== PROBLEM STATEMENT ==
Repeat all of the records exactly, leaving out the pictures.

(Stored entries)
--

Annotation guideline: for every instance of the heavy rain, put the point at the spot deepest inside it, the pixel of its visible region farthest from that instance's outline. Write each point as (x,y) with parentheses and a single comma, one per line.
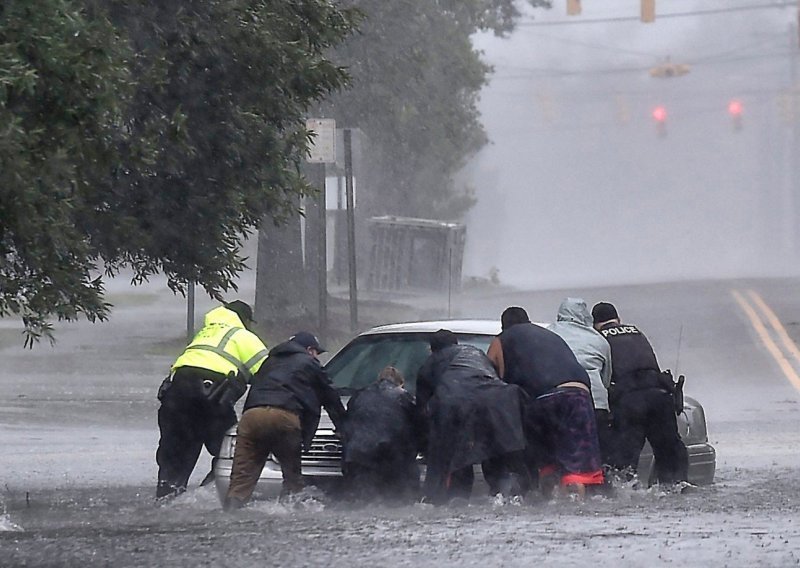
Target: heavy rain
(684,220)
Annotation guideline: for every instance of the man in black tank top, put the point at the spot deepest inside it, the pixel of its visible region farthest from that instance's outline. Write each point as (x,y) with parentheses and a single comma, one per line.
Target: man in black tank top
(640,400)
(560,425)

--

== EXERCISE ANSWER ==
Annotation guideline: for every instance of the heavy rain, put the point at the spot deepest inside it, the pixel of its visible region farthest from that instance's outline. Write each point as (x,y) with parentheses and a single comma, one per line.
Target: heavy rain
(684,220)
Annotation guideline: for every instance of the man in black tank top, put the point at the spot deepest inside it, the pixel of its visible region farthest from that instance's outline. Write each point as (x,y) with parentheses and a single comma, one per line.
Target: man in black tank top
(640,400)
(560,425)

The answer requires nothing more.